* _Work required_: Data follows below. Repeat exactly the lines between the line holding "Target: man's ear" and the line holding "In the photo above, where can the white sofa", inclusive, and nothing more; drop pictures.

Record excerpts Start Marker

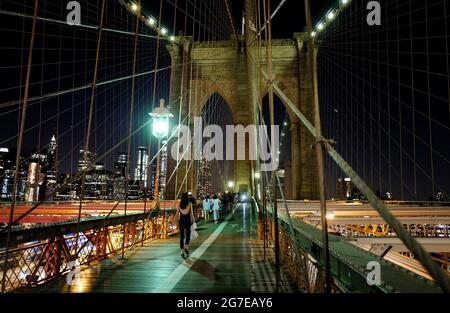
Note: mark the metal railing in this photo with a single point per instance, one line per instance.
(40, 255)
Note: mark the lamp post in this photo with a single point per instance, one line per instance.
(160, 129)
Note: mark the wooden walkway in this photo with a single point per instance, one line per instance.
(225, 258)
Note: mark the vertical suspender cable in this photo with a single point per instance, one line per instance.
(130, 127)
(19, 142)
(272, 123)
(91, 111)
(319, 146)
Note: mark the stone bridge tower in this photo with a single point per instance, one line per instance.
(201, 69)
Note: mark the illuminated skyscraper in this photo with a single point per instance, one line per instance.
(51, 168)
(140, 172)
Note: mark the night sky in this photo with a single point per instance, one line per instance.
(351, 97)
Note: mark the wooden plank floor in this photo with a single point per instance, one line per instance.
(233, 262)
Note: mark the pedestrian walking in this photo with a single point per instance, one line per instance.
(206, 207)
(216, 208)
(185, 216)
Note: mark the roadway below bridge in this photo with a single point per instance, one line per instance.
(362, 226)
(226, 257)
(67, 211)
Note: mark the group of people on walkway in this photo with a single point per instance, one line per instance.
(185, 214)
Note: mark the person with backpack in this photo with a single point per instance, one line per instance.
(206, 207)
(185, 216)
(216, 208)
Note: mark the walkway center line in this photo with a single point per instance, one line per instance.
(184, 267)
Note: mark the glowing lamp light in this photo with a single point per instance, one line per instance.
(134, 7)
(331, 15)
(151, 21)
(160, 126)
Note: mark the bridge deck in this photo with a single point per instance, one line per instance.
(225, 258)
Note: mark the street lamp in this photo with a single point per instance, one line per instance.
(160, 129)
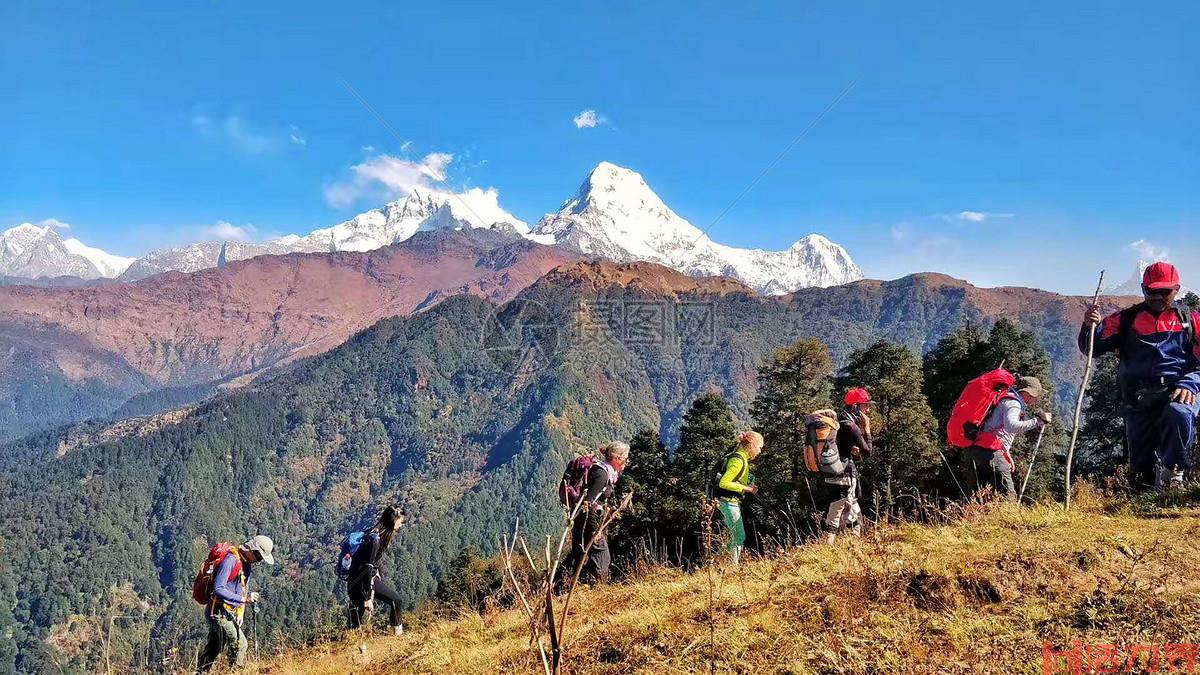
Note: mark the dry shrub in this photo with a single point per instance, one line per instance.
(934, 591)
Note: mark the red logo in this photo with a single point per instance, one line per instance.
(1081, 658)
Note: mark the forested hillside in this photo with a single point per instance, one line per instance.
(67, 354)
(465, 413)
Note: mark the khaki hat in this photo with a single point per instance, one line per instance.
(1031, 386)
(263, 544)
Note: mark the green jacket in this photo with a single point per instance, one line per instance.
(736, 478)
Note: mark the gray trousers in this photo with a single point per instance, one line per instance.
(225, 635)
(990, 467)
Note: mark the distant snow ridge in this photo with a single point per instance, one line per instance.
(35, 251)
(420, 210)
(617, 216)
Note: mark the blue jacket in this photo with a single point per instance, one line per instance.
(229, 593)
(1155, 346)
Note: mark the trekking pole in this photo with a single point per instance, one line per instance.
(253, 627)
(1033, 458)
(951, 469)
(1083, 390)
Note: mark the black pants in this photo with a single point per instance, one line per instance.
(598, 559)
(383, 593)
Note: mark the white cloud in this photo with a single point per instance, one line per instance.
(246, 137)
(387, 177)
(1149, 251)
(229, 232)
(589, 119)
(975, 216)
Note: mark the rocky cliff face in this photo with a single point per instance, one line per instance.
(88, 350)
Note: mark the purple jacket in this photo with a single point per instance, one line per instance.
(229, 595)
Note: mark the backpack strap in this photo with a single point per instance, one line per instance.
(1189, 326)
(1125, 323)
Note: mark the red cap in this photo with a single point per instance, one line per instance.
(1161, 275)
(857, 395)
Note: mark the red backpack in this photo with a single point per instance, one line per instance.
(575, 481)
(202, 589)
(973, 406)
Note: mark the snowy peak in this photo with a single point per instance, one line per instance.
(616, 215)
(35, 251)
(108, 264)
(611, 187)
(420, 210)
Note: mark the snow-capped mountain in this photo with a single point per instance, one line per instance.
(617, 216)
(195, 257)
(35, 251)
(420, 210)
(108, 264)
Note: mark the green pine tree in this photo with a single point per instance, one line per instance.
(906, 446)
(795, 382)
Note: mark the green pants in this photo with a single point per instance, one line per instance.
(731, 509)
(225, 634)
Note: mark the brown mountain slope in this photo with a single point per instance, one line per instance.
(69, 353)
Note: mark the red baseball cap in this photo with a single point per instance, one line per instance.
(1161, 275)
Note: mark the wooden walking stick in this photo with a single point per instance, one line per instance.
(1083, 390)
(1033, 458)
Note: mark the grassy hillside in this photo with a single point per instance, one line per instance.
(465, 413)
(979, 595)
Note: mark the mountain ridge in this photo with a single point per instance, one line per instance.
(613, 215)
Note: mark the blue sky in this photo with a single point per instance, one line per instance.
(1072, 125)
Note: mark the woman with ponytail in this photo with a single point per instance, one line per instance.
(366, 584)
(736, 481)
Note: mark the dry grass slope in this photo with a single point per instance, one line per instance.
(978, 595)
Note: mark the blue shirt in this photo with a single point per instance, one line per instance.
(229, 593)
(1153, 346)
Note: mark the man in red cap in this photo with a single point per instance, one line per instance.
(841, 509)
(1159, 376)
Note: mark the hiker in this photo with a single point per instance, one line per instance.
(1158, 376)
(365, 584)
(600, 481)
(229, 597)
(853, 442)
(988, 459)
(735, 482)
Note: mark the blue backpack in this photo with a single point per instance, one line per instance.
(349, 547)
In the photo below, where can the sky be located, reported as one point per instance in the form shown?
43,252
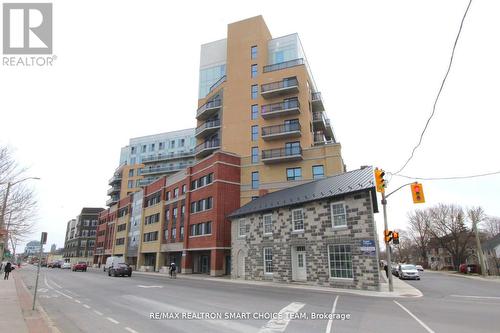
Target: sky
130,68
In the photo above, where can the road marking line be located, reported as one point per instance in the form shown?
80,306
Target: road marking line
485,297
283,319
330,321
415,317
130,330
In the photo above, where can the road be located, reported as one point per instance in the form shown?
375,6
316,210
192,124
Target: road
93,302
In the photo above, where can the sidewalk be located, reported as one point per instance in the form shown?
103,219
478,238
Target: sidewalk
401,288
15,307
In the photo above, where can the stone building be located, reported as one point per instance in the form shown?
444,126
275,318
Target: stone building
322,232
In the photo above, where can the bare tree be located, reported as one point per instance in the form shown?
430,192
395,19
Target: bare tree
419,231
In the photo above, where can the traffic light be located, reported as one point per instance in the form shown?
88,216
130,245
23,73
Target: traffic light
387,236
395,237
379,180
417,193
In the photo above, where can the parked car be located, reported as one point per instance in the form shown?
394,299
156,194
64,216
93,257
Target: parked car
120,269
407,271
112,260
80,266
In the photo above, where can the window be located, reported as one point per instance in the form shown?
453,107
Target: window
340,261
255,180
255,154
268,260
253,70
253,52
293,173
318,171
242,228
255,132
255,111
297,220
255,91
338,215
268,224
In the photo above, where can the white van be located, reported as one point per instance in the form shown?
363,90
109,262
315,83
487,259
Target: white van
113,260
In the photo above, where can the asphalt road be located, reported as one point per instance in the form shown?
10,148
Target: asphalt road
93,302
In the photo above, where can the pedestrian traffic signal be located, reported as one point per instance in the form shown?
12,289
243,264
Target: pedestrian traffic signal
379,180
387,236
417,193
395,237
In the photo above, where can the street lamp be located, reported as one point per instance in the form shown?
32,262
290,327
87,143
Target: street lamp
3,233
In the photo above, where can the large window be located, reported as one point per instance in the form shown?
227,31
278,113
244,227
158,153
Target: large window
255,91
268,224
293,173
255,180
318,171
297,220
255,154
340,261
339,218
268,260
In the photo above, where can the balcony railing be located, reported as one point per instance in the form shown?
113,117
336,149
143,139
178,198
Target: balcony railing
288,107
281,131
171,156
205,148
281,154
217,83
208,109
283,65
285,86
207,127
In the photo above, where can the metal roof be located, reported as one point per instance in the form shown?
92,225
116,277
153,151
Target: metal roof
338,185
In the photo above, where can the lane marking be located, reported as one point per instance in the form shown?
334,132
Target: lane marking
279,325
330,321
415,317
480,297
130,330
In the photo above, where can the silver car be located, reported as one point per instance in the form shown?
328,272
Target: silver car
406,271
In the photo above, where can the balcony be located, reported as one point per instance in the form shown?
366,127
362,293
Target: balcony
284,131
163,169
207,128
278,88
286,108
317,102
206,148
208,109
279,155
114,190
283,65
166,157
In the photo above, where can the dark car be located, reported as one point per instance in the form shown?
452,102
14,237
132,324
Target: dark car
81,266
120,269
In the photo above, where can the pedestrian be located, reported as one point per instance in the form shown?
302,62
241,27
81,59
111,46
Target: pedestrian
7,269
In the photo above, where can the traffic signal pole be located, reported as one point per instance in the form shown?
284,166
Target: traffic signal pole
387,245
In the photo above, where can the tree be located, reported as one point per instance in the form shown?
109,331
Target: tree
419,223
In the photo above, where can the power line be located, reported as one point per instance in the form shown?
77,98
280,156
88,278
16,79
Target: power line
451,178
439,92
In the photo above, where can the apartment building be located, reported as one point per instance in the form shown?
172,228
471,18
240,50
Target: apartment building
184,217
258,99
81,236
148,158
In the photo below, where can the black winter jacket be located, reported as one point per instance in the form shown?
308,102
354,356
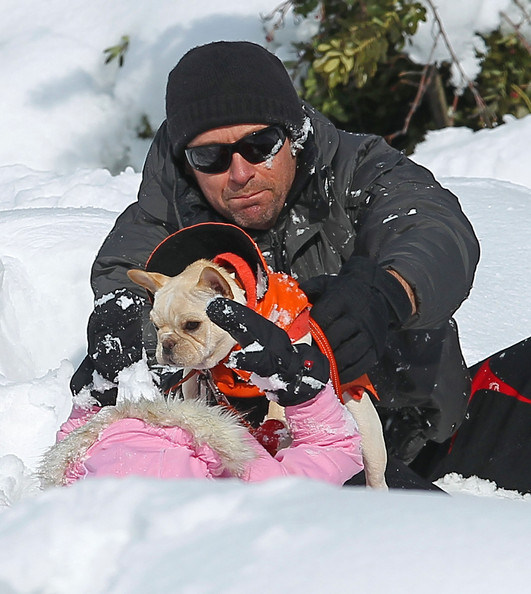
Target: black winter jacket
353,194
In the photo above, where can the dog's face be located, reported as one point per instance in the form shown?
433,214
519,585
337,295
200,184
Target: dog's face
185,335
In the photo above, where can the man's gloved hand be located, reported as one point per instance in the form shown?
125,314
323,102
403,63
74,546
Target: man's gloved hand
356,309
115,332
289,374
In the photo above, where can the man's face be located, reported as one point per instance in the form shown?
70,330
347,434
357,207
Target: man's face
251,196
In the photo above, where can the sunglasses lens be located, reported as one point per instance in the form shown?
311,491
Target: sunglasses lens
255,148
213,158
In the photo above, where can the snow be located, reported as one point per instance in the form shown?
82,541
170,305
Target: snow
67,121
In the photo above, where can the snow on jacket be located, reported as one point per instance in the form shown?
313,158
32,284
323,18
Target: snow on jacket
353,195
188,439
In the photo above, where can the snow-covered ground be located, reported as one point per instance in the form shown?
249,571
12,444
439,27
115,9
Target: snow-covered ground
66,120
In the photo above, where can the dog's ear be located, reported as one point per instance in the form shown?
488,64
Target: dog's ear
211,279
152,281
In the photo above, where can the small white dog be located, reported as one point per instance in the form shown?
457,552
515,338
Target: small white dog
187,338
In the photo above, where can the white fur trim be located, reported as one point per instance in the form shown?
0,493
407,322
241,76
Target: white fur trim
215,426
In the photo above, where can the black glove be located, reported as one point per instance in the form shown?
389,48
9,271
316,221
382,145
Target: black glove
356,309
289,374
115,333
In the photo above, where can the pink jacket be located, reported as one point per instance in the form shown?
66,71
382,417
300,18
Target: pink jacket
187,439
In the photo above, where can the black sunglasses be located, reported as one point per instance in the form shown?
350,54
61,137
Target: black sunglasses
254,148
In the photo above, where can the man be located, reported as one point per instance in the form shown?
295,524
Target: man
384,253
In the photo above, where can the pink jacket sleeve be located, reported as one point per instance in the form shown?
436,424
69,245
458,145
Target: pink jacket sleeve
326,444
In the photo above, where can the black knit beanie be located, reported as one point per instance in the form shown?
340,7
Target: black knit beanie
227,83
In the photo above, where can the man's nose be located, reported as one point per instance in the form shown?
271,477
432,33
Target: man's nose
240,170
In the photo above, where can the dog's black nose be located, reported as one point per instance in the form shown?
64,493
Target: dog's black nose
167,346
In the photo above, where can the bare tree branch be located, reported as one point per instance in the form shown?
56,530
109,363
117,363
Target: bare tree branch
482,107
516,28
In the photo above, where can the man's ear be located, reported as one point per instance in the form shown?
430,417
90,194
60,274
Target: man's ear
211,279
152,281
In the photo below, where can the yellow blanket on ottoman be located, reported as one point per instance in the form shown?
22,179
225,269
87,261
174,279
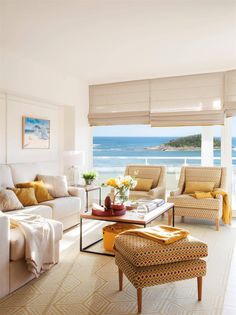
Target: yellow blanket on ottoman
162,234
227,211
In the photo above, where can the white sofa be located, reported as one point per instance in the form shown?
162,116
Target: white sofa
13,269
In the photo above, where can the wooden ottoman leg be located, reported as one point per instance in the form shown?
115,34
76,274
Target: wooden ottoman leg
139,299
120,280
199,288
217,221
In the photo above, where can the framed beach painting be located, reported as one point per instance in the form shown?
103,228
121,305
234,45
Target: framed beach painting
35,133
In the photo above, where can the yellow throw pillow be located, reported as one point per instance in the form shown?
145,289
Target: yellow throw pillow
143,184
192,187
41,191
26,196
201,195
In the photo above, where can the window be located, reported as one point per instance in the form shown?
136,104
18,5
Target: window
114,147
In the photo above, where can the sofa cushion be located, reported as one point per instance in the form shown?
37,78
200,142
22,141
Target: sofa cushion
64,207
9,200
43,210
6,177
191,202
26,196
17,240
56,185
41,191
143,252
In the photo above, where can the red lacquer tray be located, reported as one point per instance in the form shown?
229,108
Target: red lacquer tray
108,213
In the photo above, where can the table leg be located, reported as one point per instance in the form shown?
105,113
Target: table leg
173,216
81,235
86,201
100,196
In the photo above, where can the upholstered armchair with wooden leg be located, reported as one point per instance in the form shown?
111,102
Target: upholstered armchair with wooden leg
204,208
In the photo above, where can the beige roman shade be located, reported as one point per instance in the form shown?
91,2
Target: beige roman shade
119,103
230,93
193,100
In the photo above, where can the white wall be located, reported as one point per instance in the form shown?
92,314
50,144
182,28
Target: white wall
2,128
83,131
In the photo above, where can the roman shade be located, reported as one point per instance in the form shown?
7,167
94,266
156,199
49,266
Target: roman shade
119,103
230,93
193,100
190,100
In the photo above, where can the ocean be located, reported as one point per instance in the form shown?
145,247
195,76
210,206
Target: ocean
120,151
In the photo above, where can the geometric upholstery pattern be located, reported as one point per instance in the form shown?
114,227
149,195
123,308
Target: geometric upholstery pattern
86,284
142,252
142,277
153,267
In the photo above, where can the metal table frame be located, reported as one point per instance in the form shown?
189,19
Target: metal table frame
86,248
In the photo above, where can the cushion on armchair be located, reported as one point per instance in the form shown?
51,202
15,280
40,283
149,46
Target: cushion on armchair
143,184
192,187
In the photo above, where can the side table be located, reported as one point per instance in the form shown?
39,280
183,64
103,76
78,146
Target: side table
89,188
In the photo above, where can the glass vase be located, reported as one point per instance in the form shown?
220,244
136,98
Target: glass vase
122,196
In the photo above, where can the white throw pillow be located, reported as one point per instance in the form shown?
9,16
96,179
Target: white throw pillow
9,201
56,185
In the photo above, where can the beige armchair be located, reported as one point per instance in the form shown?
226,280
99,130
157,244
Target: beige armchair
155,172
208,208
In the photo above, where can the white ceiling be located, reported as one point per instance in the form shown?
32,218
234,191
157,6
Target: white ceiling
115,40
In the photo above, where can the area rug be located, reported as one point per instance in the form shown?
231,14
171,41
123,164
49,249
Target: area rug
85,283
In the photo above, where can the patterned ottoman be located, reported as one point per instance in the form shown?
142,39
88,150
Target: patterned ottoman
147,263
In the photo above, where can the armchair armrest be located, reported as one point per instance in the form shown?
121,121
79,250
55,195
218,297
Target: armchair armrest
78,192
4,254
176,192
158,192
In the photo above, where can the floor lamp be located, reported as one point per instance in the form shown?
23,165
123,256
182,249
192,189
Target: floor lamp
73,163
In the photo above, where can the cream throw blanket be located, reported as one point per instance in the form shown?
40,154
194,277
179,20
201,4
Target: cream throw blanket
39,241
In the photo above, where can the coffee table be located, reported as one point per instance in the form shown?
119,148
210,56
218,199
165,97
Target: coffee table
128,217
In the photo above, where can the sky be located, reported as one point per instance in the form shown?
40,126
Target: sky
147,131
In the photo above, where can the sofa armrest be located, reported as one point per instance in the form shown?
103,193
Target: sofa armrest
158,192
176,192
4,254
78,192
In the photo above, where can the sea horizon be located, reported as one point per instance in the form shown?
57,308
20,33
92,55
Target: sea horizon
118,151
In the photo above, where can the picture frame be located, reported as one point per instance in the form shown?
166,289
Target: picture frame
35,133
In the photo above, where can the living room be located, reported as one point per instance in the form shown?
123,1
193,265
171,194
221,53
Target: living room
74,73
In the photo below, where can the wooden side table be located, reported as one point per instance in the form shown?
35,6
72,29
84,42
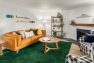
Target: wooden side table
1,46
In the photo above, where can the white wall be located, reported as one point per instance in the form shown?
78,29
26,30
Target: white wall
73,14
37,14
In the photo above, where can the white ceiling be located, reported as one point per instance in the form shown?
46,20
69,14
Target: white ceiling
49,3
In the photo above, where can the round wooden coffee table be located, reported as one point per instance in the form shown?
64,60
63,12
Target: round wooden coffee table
47,40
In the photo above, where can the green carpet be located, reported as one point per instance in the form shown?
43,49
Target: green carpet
35,54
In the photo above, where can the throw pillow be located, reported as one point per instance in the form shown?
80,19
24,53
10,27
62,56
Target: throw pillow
39,32
89,38
14,33
29,34
35,31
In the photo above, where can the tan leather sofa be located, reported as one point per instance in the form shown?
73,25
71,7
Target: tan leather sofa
15,42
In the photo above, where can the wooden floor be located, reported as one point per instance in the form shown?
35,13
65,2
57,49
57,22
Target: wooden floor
75,50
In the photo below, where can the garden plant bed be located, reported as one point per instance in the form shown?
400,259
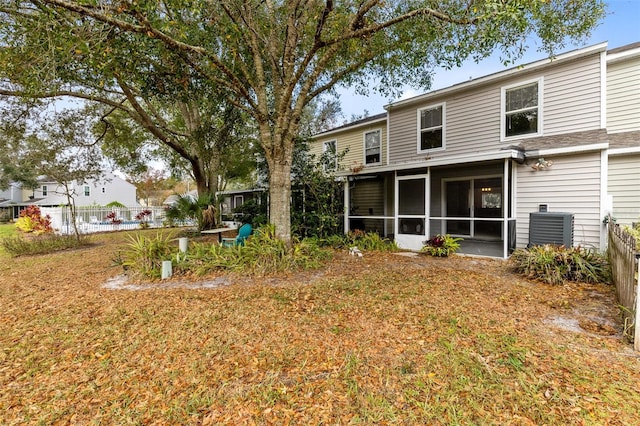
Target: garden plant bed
379,339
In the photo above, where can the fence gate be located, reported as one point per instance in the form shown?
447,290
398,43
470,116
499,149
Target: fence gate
625,268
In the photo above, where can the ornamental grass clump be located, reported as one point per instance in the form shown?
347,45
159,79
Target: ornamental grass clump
144,255
441,245
262,253
367,241
559,264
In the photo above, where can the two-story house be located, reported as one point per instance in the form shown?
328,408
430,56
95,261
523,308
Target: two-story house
623,128
48,193
483,158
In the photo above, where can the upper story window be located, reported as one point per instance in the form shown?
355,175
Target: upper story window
431,128
372,147
330,155
522,112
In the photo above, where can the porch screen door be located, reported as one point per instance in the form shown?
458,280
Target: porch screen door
411,208
458,202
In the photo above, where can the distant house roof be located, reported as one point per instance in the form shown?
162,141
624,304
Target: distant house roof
357,123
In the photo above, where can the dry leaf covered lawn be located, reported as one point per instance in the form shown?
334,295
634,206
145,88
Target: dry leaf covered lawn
383,339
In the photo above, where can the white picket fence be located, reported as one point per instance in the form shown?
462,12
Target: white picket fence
95,219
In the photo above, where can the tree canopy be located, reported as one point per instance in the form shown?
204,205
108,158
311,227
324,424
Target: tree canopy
268,59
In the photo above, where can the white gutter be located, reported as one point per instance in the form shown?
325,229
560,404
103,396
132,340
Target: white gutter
569,149
348,127
620,56
501,75
623,151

Record excerpts End Marker

* _Answer to the exercise_:
Target: man's ear
211,279
152,281
In the photo below, where can the yellow blanket on ottoman be located, reported as one point per instance in the form shown?
22,179
225,269
87,261
174,279
Target: yellow blanket on ottoman
162,234
227,211
In the photo above, where can the white sofa be located, reported as one point per instance in the form shown?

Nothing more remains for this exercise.